### Aim of the exercise
From the email thread below, list every date-and-time stamp given for a message, in the order they appear.

From: huang jialin <[hidden email]>
To: Rick Oliver/Chicago/IBM@IBMUS
Cc: [hidden email]
Date: 01/24/2012 01:52 PM
Subject: Re: sampling with fixed mean and SD

Rick,

Thanks for your response. Actually, it would be nice to have the exact mean and sd as listed. I am concerned that random sampling may not be able to pull out the lower distribution cases.

Thanks.

Sincerely,
Jialin Huang

On Tue, Jan 24, 2012 at 1:45 PM, Rick Oliver <oliverr@...> wrote:
SAMPLE 300 FROM 1000.

Depending on your definition of "around", the mean and standard deviation will probably meet your requirement.

Rick Oliver
Senior Information Developer
IBM Business Analytics (SPSS)
E-mail: oliverr@...
Phone: <a href=tel:312.893.4922 target=_blank>312.893.4922 | T/L: 206-4922

From: huang jialin <huangpsych@...>
To: [hidden email]
Date: 01/24/2012 01:30 PM
Subject: Re: sampling with fixed mean and SD
Sent by: "SPSSX(r) Discussion" <[hidden email]>

From data editor:

File > New > Syntax

. . to open a new syntax file. Write the command, but make sure you put a full stop (period) at the end of it, then press the green triangle etc.

Email: johnfhall@...

Website: www.surveyresearch.weebly.com

Skype: surveyresearcher1

Phone: <a href=tel:%28%2B33%29%20%280%29%202.33.45.91.47 target=_blank>(+33) (0) 2.33.45.91.47

From: John F Hall [mailto:johnfhall@...]
Sent: 24 January 2012 18:43
To: 'huang jialin'; '[hidden email]'
Subject: RE: sampling with fixed mean and SD

You can sample in SPSS with:

sample <n> from <N>

where n is the sample size you want and N is the number of cases in the data set, or you can use:

sample

where p is the proportion you want to sample expressed as a decimal.

John Hall

Email: johnfhall@...

Website: www.surveyresearch.weebly.com

Skype: surveyresearcher1

Phone: <a href=tel:%28%2B33%29%20%280%29%202.33.45.91.47 target=_blank>(+33) (0) 2.33.45.91.47

From: SPSSX(r) Discussion [mailto:[hidden email]] On Behalf Of huang jialin
Sent: 24 January 2012 17:46
To: [hidden email]
Subject: sampling with fixed mean and SD

Hi,

I am planning to sample cases from a known dataset with fixed mean and SD. The sample size is from 300-500. The replacement is not allowed. Can I do it in SPSS? If so, how can I do it?

### Record set
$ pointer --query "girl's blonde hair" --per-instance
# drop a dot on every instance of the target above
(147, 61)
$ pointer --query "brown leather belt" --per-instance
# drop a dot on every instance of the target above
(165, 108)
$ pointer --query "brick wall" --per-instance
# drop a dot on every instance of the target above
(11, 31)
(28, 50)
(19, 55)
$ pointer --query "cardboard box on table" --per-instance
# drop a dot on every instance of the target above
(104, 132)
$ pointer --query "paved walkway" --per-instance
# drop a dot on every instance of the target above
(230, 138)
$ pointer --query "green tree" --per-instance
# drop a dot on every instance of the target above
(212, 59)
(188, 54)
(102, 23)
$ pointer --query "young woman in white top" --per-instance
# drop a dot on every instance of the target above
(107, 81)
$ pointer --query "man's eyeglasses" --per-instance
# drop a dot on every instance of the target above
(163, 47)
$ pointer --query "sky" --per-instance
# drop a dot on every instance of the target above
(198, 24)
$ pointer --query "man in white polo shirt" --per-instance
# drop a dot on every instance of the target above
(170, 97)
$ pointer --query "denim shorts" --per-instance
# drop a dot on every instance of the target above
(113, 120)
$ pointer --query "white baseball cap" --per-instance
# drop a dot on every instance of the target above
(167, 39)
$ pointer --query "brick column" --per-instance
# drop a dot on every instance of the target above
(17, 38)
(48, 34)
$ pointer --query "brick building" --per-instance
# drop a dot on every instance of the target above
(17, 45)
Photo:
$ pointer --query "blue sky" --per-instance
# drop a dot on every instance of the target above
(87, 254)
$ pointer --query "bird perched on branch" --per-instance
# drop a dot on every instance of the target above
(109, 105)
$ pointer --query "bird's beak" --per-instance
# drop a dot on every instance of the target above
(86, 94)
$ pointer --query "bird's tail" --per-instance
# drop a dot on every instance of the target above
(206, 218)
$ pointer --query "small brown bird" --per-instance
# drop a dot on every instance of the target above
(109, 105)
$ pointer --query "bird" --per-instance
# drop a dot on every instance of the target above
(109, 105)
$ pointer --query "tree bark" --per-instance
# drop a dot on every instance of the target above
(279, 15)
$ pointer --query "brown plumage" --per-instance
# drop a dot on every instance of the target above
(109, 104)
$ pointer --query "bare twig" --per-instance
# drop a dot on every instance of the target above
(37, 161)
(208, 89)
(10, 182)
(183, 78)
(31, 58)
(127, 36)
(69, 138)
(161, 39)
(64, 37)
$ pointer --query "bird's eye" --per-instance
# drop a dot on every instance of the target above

### Written response
- 01/24/2012 01:52 PM
- Tue, Jan 24, 2012 at 1:45 PM
- 01/24/2012 01:30 PM
- 24 January 2012 18:43
- 24 January 2012 17:46